■ TEXTE CHOISI
Festival Cinélatino | Critique : El Castillo

Femme de ménage racisée, Justina reçoit par surprise un héritage de son ancienne patronne. Immense manoir laissé à l’abandon, le cadeau s’avère empoisonné. Quant à Alexia, la fille de Justina, elle préférerait de loin retourner à Buenos Aires pour travailler comme pilote automobile. 

El Castillo
Argentine, 2023
De Martín Benchimol

Durée : 1h18

Sortie : –

Note :

LA VIE DE CHÂTEAU

El Castillo ressemble à première vue à un conte ; la musique a l’air de venir d’un Walt Disney ou d’un mélo rétro, la typo du générique est ronde et coquette, les animaux paisibles vont et viennent, et puis il y a ce décor : un château. Perdu au milieu de nulle part, posé là comme une anomalie. C’est une fantaisie, et c’est justement l’occasion pour le cinéaste argentin Martín Benchimol de jouer de ce contraste avec le réel. D’abord de manière assez invisible : aussi étonnant que cela puisse paraître, l’histoire d’El Castillo est inspirée de faits réels, les actrices vivent ici et ont vraiment hérité de cette demeure. De façon quasi-imperceptible, c’est le documentaire qui vient nourrir la fiction plus grande que nature.

Le contraste vient aussi des difficultés auxquelles sont confrontées Justina et sa fille Alexia. Comment entretenir le manoir avec des moyens qui restent limités ? El Castillo pose la question de l’ascension sociale – celle-ci paraît impossible même lorsqu’un deus ex machina tombe sur la tête des héroïnes. Pire : considère-t-on vraiment que cette demeure peut appartenir à Justine, ex-gouvernante venue du Paraguay ? La famille de son ancienne patronne s’invite comme dans sa résidence secondaire ; même élue, même propriétaire, Justine est renvoyée à sa classe et n’est perçue que comme locataire de ce bien.

Entrées d'étiquetage de zones d'image:
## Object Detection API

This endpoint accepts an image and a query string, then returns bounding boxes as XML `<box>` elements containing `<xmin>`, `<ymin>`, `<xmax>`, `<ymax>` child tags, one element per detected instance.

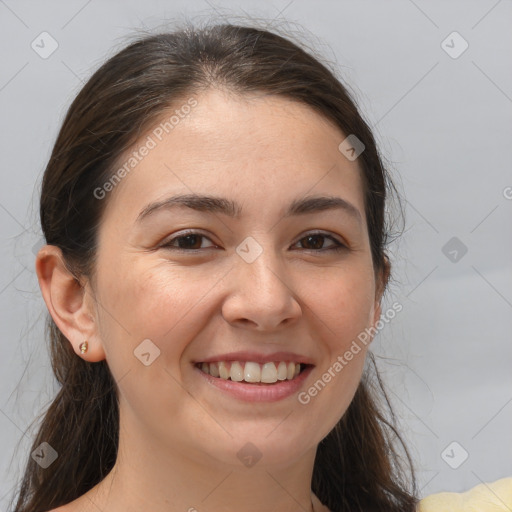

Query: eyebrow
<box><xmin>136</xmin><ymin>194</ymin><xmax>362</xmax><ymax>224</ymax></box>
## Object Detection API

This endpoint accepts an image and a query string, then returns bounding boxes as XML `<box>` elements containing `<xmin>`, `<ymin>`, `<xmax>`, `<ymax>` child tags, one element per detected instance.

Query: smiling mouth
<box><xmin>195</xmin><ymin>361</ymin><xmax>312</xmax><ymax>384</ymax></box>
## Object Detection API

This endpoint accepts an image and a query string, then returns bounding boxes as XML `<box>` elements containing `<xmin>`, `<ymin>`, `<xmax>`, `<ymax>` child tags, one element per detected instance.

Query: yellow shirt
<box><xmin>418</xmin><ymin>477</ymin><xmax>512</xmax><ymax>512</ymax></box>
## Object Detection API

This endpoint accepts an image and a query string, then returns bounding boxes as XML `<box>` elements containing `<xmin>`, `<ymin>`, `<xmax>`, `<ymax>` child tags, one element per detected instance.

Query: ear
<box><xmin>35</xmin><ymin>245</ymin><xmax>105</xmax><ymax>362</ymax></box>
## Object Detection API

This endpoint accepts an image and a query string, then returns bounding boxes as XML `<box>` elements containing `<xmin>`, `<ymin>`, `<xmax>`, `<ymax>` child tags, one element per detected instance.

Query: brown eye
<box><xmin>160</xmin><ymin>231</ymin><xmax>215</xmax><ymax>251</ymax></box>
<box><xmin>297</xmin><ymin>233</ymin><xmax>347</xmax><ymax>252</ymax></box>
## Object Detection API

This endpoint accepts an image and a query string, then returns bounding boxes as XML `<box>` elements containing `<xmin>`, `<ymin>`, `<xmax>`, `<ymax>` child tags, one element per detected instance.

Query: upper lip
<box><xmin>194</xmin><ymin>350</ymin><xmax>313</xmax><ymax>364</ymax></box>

---

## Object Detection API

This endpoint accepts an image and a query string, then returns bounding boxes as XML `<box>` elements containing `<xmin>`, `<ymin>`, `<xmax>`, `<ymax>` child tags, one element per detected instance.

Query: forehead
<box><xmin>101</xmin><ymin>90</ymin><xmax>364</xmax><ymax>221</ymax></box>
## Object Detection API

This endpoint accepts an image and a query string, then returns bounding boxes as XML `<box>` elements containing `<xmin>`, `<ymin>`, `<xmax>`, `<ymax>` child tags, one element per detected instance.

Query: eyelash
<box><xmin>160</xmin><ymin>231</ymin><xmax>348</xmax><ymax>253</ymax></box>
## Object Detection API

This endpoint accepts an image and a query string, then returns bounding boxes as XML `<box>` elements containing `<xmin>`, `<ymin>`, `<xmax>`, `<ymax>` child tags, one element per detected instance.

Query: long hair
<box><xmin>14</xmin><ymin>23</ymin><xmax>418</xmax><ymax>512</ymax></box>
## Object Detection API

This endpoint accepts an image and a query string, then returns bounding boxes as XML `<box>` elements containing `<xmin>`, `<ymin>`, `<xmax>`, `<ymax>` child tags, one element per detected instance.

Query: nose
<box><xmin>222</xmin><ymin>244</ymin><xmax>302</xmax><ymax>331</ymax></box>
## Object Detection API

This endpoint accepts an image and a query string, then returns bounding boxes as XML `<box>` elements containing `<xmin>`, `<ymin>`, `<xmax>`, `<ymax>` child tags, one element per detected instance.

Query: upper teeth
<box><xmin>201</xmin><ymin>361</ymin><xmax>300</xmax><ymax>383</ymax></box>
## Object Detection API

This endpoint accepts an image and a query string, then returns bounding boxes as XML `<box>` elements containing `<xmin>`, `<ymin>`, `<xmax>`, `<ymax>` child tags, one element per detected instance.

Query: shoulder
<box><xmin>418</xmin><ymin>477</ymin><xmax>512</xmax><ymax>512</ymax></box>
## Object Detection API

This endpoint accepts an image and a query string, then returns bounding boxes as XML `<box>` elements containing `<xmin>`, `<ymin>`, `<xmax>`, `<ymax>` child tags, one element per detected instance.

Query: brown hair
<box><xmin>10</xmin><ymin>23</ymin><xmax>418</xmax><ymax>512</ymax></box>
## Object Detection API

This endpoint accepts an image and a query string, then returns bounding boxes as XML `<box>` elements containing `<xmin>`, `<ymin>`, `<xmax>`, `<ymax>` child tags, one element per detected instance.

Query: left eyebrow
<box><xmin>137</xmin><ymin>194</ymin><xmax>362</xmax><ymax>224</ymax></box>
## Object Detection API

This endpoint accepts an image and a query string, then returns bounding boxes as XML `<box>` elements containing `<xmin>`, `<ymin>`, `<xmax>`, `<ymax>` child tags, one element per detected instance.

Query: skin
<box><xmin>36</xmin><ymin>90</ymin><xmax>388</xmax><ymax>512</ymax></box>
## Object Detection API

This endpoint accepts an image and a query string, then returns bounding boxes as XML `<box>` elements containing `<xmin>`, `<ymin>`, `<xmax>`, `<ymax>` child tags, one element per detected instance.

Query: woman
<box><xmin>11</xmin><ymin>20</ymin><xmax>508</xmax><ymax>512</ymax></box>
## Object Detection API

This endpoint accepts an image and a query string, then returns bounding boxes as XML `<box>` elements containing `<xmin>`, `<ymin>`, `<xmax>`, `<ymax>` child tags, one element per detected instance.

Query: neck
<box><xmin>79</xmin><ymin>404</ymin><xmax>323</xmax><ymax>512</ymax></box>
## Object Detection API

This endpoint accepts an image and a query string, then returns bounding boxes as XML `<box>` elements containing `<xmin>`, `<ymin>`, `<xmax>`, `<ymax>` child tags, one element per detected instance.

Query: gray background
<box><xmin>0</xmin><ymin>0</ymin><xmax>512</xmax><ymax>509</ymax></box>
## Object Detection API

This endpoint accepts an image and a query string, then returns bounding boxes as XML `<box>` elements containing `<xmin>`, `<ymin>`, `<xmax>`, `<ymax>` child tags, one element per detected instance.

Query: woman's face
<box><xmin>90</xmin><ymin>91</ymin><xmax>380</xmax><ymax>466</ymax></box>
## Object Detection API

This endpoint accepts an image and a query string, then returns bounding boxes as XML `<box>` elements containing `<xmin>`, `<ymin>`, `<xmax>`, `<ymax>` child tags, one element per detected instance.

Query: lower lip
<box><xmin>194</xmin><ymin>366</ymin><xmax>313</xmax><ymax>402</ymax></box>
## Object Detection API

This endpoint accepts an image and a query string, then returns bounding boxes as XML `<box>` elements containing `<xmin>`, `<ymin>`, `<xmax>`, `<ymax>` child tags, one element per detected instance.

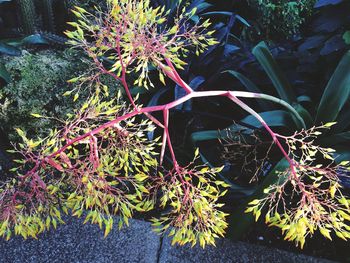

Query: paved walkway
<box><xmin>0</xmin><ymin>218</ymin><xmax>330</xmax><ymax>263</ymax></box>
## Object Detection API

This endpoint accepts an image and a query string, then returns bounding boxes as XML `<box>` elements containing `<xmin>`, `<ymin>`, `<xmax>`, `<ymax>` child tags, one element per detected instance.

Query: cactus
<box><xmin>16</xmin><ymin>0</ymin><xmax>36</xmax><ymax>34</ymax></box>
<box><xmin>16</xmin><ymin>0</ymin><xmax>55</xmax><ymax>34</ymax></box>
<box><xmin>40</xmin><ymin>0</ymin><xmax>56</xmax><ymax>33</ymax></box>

■ OBJECTIF
Recopiez le passage de la critique d'El Castillo qui va de "Le contraste vient" jusqu'à "de ce bien." inclus, en remplaçant "manoir" par "château".

■ TEXTE COMPLET
Le contraste vient aussi des difficultés auxquelles sont confrontées Justina et sa fille Alexia. Comment entretenir le château avec des moyens qui restent limités ? El Castillo pose la question de l’ascension sociale – celle-ci paraît impossible même lorsqu’un deus ex machina tombe sur la tête des héroïnes. Pire : considère-t-on vraiment que cette demeure peut appartenir à Justine, ex-gouvernante venue du Paraguay ? La famille de son ancienne patronne s’invite comme dans sa résidence secondaire ; même élue, même propriétaire, Justine est renvoyée à sa classe et n’est perçue que comme locataire de ce bien.